Undergraduate led study on food webs in ocean’s deepest trenches

Andrew Tokuda, a senior in SOEST’s Global Environmental Sciences (GES) program, is the lead author of a recently published scientific study on the food webs in the Mariana and Kermadec ocean trenches. This rare achievement by an undergraduate student is the result of Tokuda’s passion and keen interest in natural science, exceptional mentors and impactful research opportunities available to students in the School of Ocean and Earth Science and Technology (SOEST).

The study, published in Deep Sea Research and conceived by Tokuda’s mentor and research advisor, UH Mānoa oceanographer Jeffrey Drazen, was the first to analyze interactions between echinoderms, such as sea stars, urchins and sea cucumbers; crustaceans, such as amphipods and shrimps; and fishes in these trenches in the western Pacific Ocean.

Given the remote location and challenging conditions in the ocean’s hadal zone—depths between 20,000 to 36,000 feet—little is known about the sources of nutrition and how energy cycles through food webs in these ecosystems.

“Our research showed that food webs in the Mariana and Kermadec trenches are very complex and dynamic!” said Tokuda. “We gained numerous insights from this work such as the possibility of multiple sources of nutrition in each trench, food web interactions being depth-dependent, and even trench topography influencing food input to trench communities.”

In each trench, Tokuda, Drazen and their co-authors collected organisms using baited traps, remotely-operated vehicles and sediment cores. With partial support from the UH Mānoa Undergraduate Research Opportunities Program, they assessed the various isotopes of carbon and nitrogen in the ecosystem to determine how nutrients flow through food webs and analyze predator-to-prey relationships.

■ **DATA TO EXAMINE**:

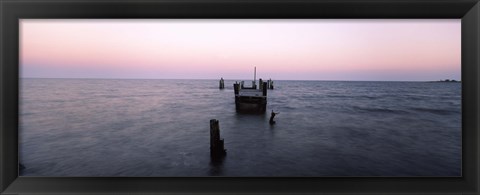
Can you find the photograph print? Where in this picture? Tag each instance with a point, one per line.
(240, 98)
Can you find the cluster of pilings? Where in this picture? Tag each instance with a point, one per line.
(217, 150)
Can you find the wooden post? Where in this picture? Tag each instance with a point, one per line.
(216, 144)
(264, 88)
(236, 88)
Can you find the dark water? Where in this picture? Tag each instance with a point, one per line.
(89, 127)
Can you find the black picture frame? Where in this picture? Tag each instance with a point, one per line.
(13, 10)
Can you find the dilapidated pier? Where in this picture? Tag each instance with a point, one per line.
(250, 99)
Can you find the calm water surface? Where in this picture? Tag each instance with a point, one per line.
(95, 127)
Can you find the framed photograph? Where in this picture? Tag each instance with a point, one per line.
(240, 97)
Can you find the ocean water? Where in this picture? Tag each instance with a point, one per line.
(95, 127)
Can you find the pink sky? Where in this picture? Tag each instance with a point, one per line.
(315, 49)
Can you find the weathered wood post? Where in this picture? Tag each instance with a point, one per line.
(221, 84)
(264, 88)
(236, 88)
(260, 84)
(217, 149)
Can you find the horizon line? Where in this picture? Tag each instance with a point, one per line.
(95, 78)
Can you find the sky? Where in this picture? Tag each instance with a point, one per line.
(293, 49)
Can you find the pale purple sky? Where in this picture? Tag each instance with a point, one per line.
(314, 49)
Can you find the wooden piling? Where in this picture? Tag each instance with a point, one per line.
(264, 88)
(217, 149)
(221, 84)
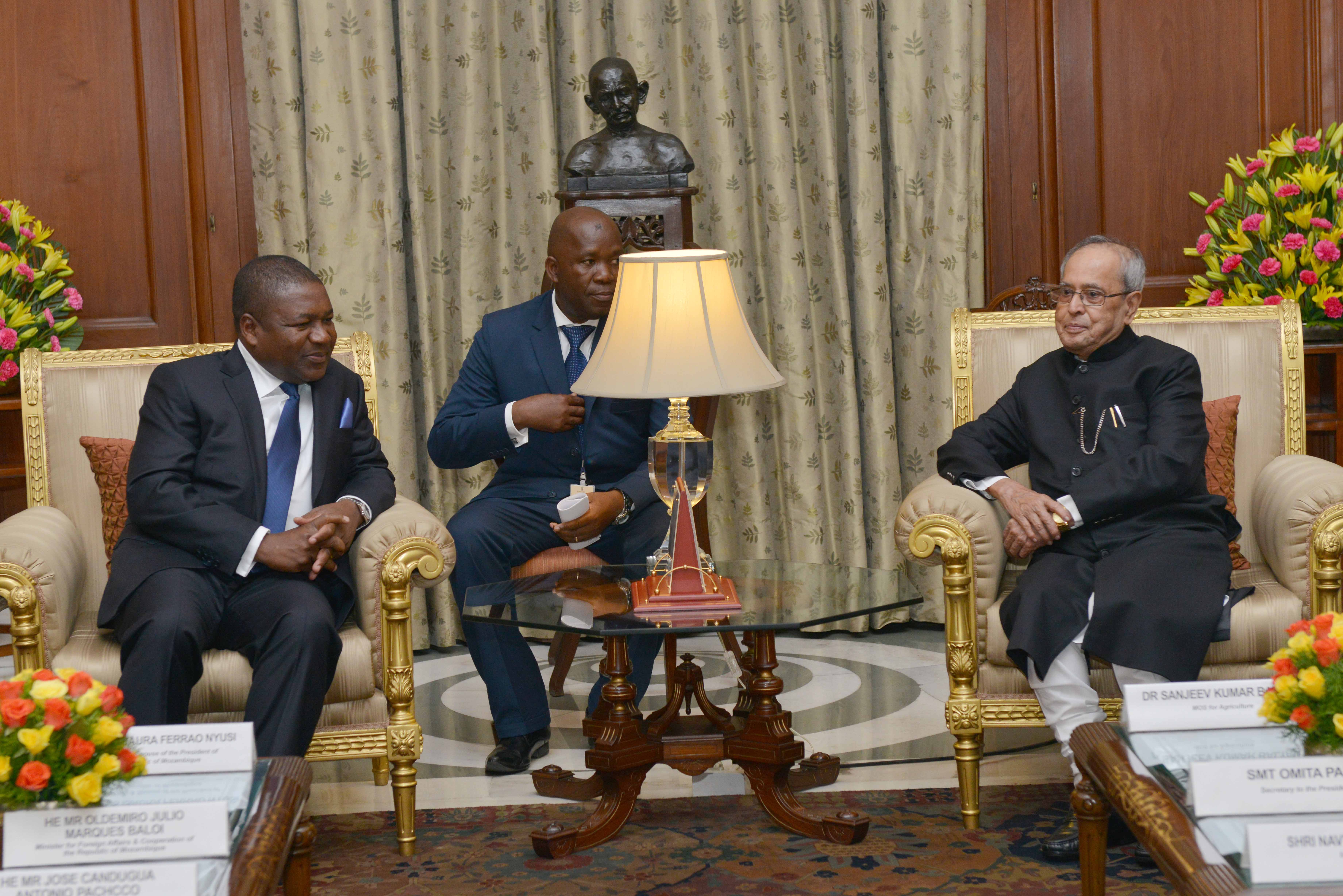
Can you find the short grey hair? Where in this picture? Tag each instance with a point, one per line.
(1134, 271)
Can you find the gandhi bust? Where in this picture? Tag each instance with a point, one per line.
(624, 147)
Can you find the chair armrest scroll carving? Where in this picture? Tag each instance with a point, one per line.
(42, 576)
(1298, 512)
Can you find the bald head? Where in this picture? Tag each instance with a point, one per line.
(582, 258)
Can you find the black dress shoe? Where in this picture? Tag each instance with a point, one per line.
(516, 754)
(1066, 843)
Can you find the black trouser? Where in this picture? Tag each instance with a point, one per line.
(283, 623)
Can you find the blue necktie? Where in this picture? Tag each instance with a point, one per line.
(283, 464)
(575, 363)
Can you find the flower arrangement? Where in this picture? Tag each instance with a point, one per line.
(37, 307)
(64, 735)
(1275, 233)
(1309, 683)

■ **WHAT YOU NEED TO DO**:
Answer these questions about the article on deep-trench food webs:
1. In which journal was the study published?
2. What range of depths does the article give for the ocean's hadal zone?
3. The isotopes of which two elements did the researchers assess?
Rely only on the article about deep-trench food webs, not on outside knowledge.

■ **ANSWER**:
1. Deep Sea Research
2. Between 20,000 and 36,000 feet
3. Carbon and nitrogen